Exercise instructions:
a: Answer these from the article on meat politics in Delhi:
(i) On what date are Delhi's civic polls due?
(ii) On what date did the East Delhi Municipal Corporation revise its licensing policy for meat shops?
(iii) According to a 2014 government survey, what percentage of Delhi's residents consume meat?
b: Condense the paragraph of the article on meat politics in Delhi that opens "In May, the High Court struck down" into a shorter version that keeps its main facts.
c: Write out the part of the article on meat politics in Delhi starting with "From the time" and going on through "largely their monopoly.".

Selected text:
★ ★ ★ ★ ★ ★ ★

From the time slaughterhouses were shut down and meat shops sealed in Uttar Pradesh after Chief Minister Adityanath ordered a crackdown on illegal establishments in March, the Quresh subgroup of Muslims in Delhi has been apprehensive of a Bharatiya Janata Party triumph in the city’s civic polls, which are due on April 23. They fear the party will target the meat retail trade, which is largely their monopoly.
The municipal election, whatever its outcome, will not, obviously, dethrone the Aam Aadmi Party government in Delhi. But given that the power to run slaughterhouses and issue licences to shops lies with the municipality, a BJP victory could inject greater vigour, and virulence, in the politics of meat in the Capital, as has been happening in states where the party is in power.
Of that happening, there have been ominous signs over the last few days – the spreading of rumours of a shop selling beef, and a woman being beaten for chucking a stone at a cow. But none is more alarming for the Qureshis than the BJP’s decision to make Adityanath one of its star campaigners for the election.
Though it is unlikely that Adityanath will deliver venomous speeches, as was his wont before he was catapulted to the post of chief minister in Uttar Pradesh, he has become such a powerful symbol of the anti-meat attitude that his very presence in the Capital will roil the emotions of even those who love their kebabs and nehari.
Under the radar
Till now, meat politics in Delhi has been pursued largely under the radar. For instance, the East Delhi Municipal Corporation (the city’s municipal corporation was trifurcated into the north, south and east corporations in 2012) revised its licensing policy for meat shops through an order on January 1, 2016. It mandated owners to procure a no objection certificate from the councillors of the area where their shops were located.
The Delhi Meat Merchants Association challenged the order in the Delhi High Court. The corporation justified the revision, saying its councillors often received complaints from residents against meat shops in their neighbourhoods. As representatives of the people, the councillors were, therefore, best suited to determine where meat shops should be allowed to function, it was argued.
The Delhi Meat Merchants Association thought otherwise. It argued that the East Delhi Municipal Corporation was unjustifiably delegating its powers to area councillors, thereby abdicating its statutory duty of issuing licences. More pointedly, it said the revised policy left applicants at the mercy of the “whims and fancy of the area councillor who belongs to a political party and whose decision of issuing NOC [no objection certificate] or not would be influenced by the political ideology”.
It requires little imagination to figure out that “a political party” in the association’s petition refers to the BJP, which enjoys majority in all three outgoing municipal corporations.
In May, the High Court struck down the East Delhi Municipal Corporation’s order. Among the reasons justice RS Endlaw cited was that though the area councillor is expected to represent the entire electorate, including those who voted against him or her, this seldom happens. Therefore, the judge said, “this may result in the decision to grant or refuse licence having a political hue rather than administrative, as is statutorily required. The area councillor thus cannot be said to be best suited to identify the location for grant of licence”.
Most Qureshis believe this is the BJP’s style of doing politics over meat, of giving a veneer of legality to measures inimical to the meat trade. The Qureshis look upon the corporation’s 2016 order as a ploy to make it more difficult for Delhiites to purchase meat. According to a 2014 government survey, 61% of the city’s residents are consumers of meat – mainly chicken, goat and buffalo.

★ ★ ★ ★ ★ ★ ★

Collected data:
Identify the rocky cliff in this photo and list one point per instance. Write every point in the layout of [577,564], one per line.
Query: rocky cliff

★ ★ ★ ★ ★ ★ ★

Answers to the exercises:
a:
(i) April 23
(ii) January 1, 2016
(iii) 61%

b: In May, the High Court struck down the East Delhi Municipal Corporation's order. Justice RS Endlaw reasoned that area councillors, though expected to represent the whole electorate, seldom do. Their licensing decisions could therefore take on a political rather than the statutorily required administrative character, so they are not best suited to choose locations for licences.

c:
From the time slaughterhouses were shut down and meat shops sealed in Uttar Pradesh after Chief Minister Adityanath ordered a crackdown on illegal establishments in March, the Quresh subgroup of Muslims in Delhi has been apprehensive of a Bharatiya Janata Party triumph in the city’s civic polls, which are due on April 23. They fear the party will target the meat retail trade, which is largely their monopoly.